_Passage for review_

------------------------------

22 Jul 2024

Streaming Microservices Architecture - Building for Scale

Lior Musman

An architecture pattern for highly scalable systems

What is “Streaming Microservices Architecture”?

“Streaming Microservices Architecture” is the architectural pattern in which a system is built of multiple microservices, and those communicate via an event-streaming platform.

Services subscribe to the events that are required for their logic, and publish results.

Similar concepts are referred to as “Event Driven Architecture” or “Pub/Sub Architecture”. The term “Streaming” emphasizes the real-time nature of events processing - events are processed as streams.

The architectural pattern is aimed for systems that are required to process a high volume of inputs, ongoing, with low latency.

Architecture Goals

In order to set the scene and define what we are aiming to achieve, let’s define the key goals of our architecture:

Scalability: We want the system to scale easily, and be able to handle growing amounts of work.
Robustness: We want the system to be tolerant to failures.
High Performance: We want the system to perform its work at low latency and high throughput.
Extensibility: We want it to be easy to add new functions to the system.
Low Cost: We want the system to perform its work efficiently, requiring minimal resources.

Implementation

Stateless Services

A stateless service is a service where the processing of an event does not depend on previous events. Example : A service that calculates the square root of a number.

Stateless services are easy to handle:

Availability and Scaling: Processing of each event is independent of other events, so work is arbitrarily distributed between the instances. When an instance goes down, the work is smoothly distributed between other instances. Same when spinning up new instances for scaling.

------------------------------

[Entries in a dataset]
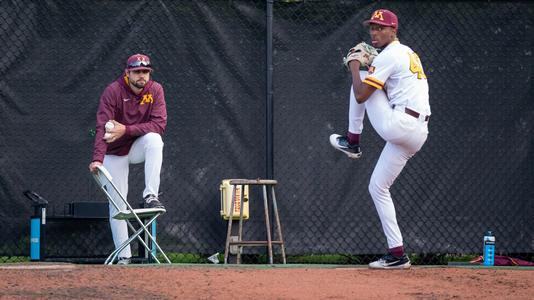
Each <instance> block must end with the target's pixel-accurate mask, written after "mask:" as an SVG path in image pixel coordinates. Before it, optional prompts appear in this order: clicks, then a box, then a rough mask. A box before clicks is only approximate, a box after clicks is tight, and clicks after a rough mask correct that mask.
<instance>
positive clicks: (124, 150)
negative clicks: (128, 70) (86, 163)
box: [92, 76, 167, 162]
mask: <svg viewBox="0 0 534 300" xmlns="http://www.w3.org/2000/svg"><path fill="white" fill-rule="evenodd" d="M109 120H115V121H117V122H119V123H121V124H123V125H125V126H126V133H125V134H124V135H123V136H122V137H121V138H120V139H117V140H116V141H114V142H112V143H110V144H108V143H106V142H105V141H104V140H103V139H102V138H103V137H104V133H105V128H104V126H105V124H106V122H107V121H109ZM166 125H167V108H166V106H165V95H164V92H163V87H162V86H161V84H159V83H157V82H155V81H153V80H150V81H149V82H148V83H147V84H146V85H145V88H144V89H143V91H142V92H141V93H140V94H139V95H136V94H134V92H133V91H132V89H131V88H130V86H129V85H128V78H127V77H126V76H124V77H120V78H118V79H117V80H116V81H114V82H113V83H111V84H110V85H108V86H107V87H106V89H105V90H104V92H103V93H102V96H101V97H100V104H99V105H98V111H97V113H96V136H95V146H94V151H93V160H92V161H99V162H103V161H104V155H105V154H111V155H127V154H128V152H129V151H130V148H131V147H132V144H133V142H134V141H135V139H137V138H138V137H139V136H142V135H145V134H147V133H149V132H155V133H159V134H161V135H163V132H164V131H165V126H166Z"/></svg>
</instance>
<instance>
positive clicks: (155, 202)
mask: <svg viewBox="0 0 534 300" xmlns="http://www.w3.org/2000/svg"><path fill="white" fill-rule="evenodd" d="M144 208H163V209H165V206H163V204H161V202H159V199H158V197H157V196H154V195H152V194H149V195H146V197H145V203H144Z"/></svg>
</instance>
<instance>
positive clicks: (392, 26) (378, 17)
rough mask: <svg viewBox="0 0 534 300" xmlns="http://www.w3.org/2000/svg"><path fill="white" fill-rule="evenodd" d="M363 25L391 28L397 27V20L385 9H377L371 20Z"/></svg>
mask: <svg viewBox="0 0 534 300" xmlns="http://www.w3.org/2000/svg"><path fill="white" fill-rule="evenodd" d="M363 23H364V24H365V25H369V24H378V25H382V26H389V27H393V28H398V27H399V20H398V19H397V15H395V14H394V13H393V12H391V11H390V10H387V9H378V10H375V12H374V13H373V14H372V15H371V19H369V20H367V21H365V22H363Z"/></svg>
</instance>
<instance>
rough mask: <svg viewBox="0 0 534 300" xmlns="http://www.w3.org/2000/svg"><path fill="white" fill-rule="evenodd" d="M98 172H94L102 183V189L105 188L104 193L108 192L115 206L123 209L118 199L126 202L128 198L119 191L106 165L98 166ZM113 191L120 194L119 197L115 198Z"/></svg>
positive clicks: (106, 193)
mask: <svg viewBox="0 0 534 300" xmlns="http://www.w3.org/2000/svg"><path fill="white" fill-rule="evenodd" d="M96 168H97V171H96V174H95V173H93V177H94V178H95V180H96V182H97V183H98V184H99V185H100V187H101V188H102V190H104V193H105V194H106V196H107V198H108V200H109V201H110V202H111V203H112V204H113V206H115V208H116V209H117V211H121V209H120V208H119V205H118V203H117V202H115V201H116V200H118V201H122V202H124V203H126V199H124V196H123V195H122V194H121V193H120V192H119V190H118V189H117V187H116V186H115V184H113V181H112V179H113V178H112V177H111V174H109V172H108V170H106V168H104V166H97V167H96ZM112 193H115V194H116V195H118V197H119V199H114V198H113V196H112Z"/></svg>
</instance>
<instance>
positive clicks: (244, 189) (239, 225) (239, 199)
mask: <svg viewBox="0 0 534 300" xmlns="http://www.w3.org/2000/svg"><path fill="white" fill-rule="evenodd" d="M234 191H235V188H234ZM239 191H240V193H239V233H238V240H237V241H238V242H239V243H241V241H243V197H244V195H245V186H244V185H242V186H241V189H239ZM232 200H233V199H232ZM242 250H243V245H239V247H238V248H237V263H238V264H240V263H241V251H242Z"/></svg>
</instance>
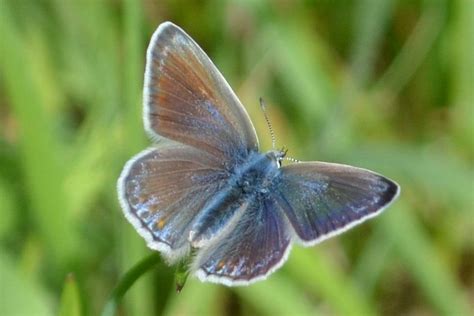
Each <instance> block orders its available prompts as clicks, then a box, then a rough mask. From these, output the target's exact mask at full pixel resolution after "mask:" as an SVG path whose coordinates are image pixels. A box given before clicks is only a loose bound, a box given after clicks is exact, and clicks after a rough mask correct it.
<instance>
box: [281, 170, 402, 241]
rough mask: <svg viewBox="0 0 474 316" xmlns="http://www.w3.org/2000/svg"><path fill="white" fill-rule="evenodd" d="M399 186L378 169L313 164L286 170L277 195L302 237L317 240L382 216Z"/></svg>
mask: <svg viewBox="0 0 474 316" xmlns="http://www.w3.org/2000/svg"><path fill="white" fill-rule="evenodd" d="M398 194H399V186H398V185H397V184H396V183H395V182H393V181H391V180H389V179H387V178H385V177H383V176H381V175H379V174H376V173H374V172H371V171H369V170H365V169H360V168H355V167H351V166H346V165H340V164H332V163H323V162H308V163H298V164H293V165H289V166H285V167H283V168H281V176H280V178H279V179H278V181H276V184H275V186H274V190H273V196H274V198H275V200H276V201H277V203H278V204H279V205H280V206H281V207H282V208H283V209H284V211H285V214H286V216H287V218H288V220H289V221H290V223H291V225H292V226H293V229H294V231H295V232H296V234H297V236H298V237H299V239H300V240H301V241H302V242H303V244H305V245H312V244H315V243H317V242H319V241H321V240H323V239H326V238H329V237H331V236H333V235H336V234H339V233H341V232H343V231H345V230H347V229H349V228H351V227H352V226H354V225H357V224H359V223H361V222H363V221H364V220H366V219H368V218H371V217H373V216H375V215H377V214H379V213H380V212H381V211H382V210H383V209H385V208H386V207H387V206H388V205H389V204H390V203H391V202H392V201H393V200H394V199H395V198H396V197H397V196H398Z"/></svg>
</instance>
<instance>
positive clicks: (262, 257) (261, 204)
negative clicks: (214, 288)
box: [194, 198, 291, 285]
mask: <svg viewBox="0 0 474 316" xmlns="http://www.w3.org/2000/svg"><path fill="white" fill-rule="evenodd" d="M247 201H248V202H247V203H248V204H247V208H246V210H245V212H244V213H243V215H242V216H241V217H240V218H239V219H238V221H237V223H236V224H235V225H234V226H233V227H231V228H229V229H228V233H227V234H225V235H224V236H221V237H220V238H217V239H216V240H215V241H214V243H213V244H210V245H208V246H207V247H205V248H203V249H202V250H201V252H200V253H198V256H197V258H196V260H195V266H194V270H196V275H197V276H198V278H199V279H200V280H201V281H203V282H204V281H210V282H214V283H222V284H226V285H246V284H249V283H252V282H255V281H257V280H260V279H265V278H266V277H267V276H268V275H269V274H270V273H272V272H273V271H275V270H276V269H277V268H278V267H280V266H281V265H282V264H283V263H284V262H285V260H286V258H287V256H288V252H289V250H290V240H291V233H290V231H289V230H288V222H287V221H286V219H285V215H284V213H283V210H282V209H281V208H280V207H279V206H278V205H277V204H276V203H275V202H274V201H273V200H272V199H263V198H253V199H248V200H247Z"/></svg>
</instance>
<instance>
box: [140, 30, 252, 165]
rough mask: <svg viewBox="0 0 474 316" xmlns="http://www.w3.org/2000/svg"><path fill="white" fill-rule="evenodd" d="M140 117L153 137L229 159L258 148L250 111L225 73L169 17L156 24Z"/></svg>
mask: <svg viewBox="0 0 474 316" xmlns="http://www.w3.org/2000/svg"><path fill="white" fill-rule="evenodd" d="M144 121H145V127H146V130H147V131H148V133H149V134H151V135H152V136H154V137H158V136H164V137H167V138H169V139H172V140H174V141H178V142H180V143H183V144H187V145H190V146H193V147H196V148H199V149H201V150H204V151H206V152H208V153H210V154H213V155H215V156H218V157H222V158H223V159H225V160H227V161H228V162H229V163H231V162H232V161H233V162H234V163H236V159H237V158H239V157H241V156H244V155H245V154H246V152H248V151H249V150H258V140H257V136H256V133H255V129H254V127H253V125H252V123H251V121H250V119H249V116H248V114H247V112H246V111H245V109H244V107H243V106H242V104H241V103H240V102H239V100H238V99H237V97H236V96H235V94H234V92H233V91H232V89H231V88H230V86H229V85H228V84H227V82H226V81H225V79H224V77H223V76H222V75H221V73H220V72H219V71H218V70H217V68H216V67H215V66H214V64H213V63H212V62H211V60H210V59H209V58H208V57H207V55H206V54H205V53H204V52H203V51H202V49H201V48H200V47H199V46H198V45H197V44H196V42H194V40H193V39H192V38H191V37H189V36H188V35H187V34H186V33H185V32H184V31H183V30H182V29H180V28H179V27H177V26H176V25H174V24H172V23H170V22H165V23H163V24H161V25H160V26H159V27H158V29H157V30H156V32H155V33H154V34H153V37H152V39H151V42H150V46H149V47H148V52H147V63H146V72H145V88H144ZM237 160H238V159H237Z"/></svg>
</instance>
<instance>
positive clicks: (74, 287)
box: [58, 274, 82, 316]
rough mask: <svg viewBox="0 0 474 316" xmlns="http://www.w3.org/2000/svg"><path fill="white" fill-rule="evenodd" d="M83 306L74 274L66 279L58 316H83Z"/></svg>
mask: <svg viewBox="0 0 474 316" xmlns="http://www.w3.org/2000/svg"><path fill="white" fill-rule="evenodd" d="M81 315H82V306H81V298H80V296H79V289H78V286H77V282H76V279H75V278H74V276H73V275H72V274H70V275H68V276H67V277H66V280H65V281H64V288H63V292H62V294H61V302H60V304H59V311H58V316H81Z"/></svg>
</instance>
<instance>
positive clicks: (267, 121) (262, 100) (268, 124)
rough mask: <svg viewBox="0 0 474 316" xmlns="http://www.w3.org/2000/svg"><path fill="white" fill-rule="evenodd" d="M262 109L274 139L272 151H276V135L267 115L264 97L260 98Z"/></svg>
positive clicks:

------------------------------

_Activity A_
Please reproduce a part of the streaming microservices article, beginning at the words "Stateless services are" and stopping after the words "instances for scaling.".
_Activity B_
Answer these questions from the streaming microservices article:
(i) Which two similar concepts does it name?
(ii) Which architecture goal concerns tolerance to failures?
(iii) What example of a stateless service does it give?

_Task output A_
Stateless services are easy to handle:

Availability and Scaling: Processing of each event is independent of other events, so work is arbitrarily distributed between the instances. When an instance goes down, the work is smoothly distributed between other instances. Same when spinning up new instances for scaling.

_Task output B_
(i) "Event Driven Architecture" and "Pub/Sub Architecture"
(ii) Robustness
(iii) A service that calculates the square root of a number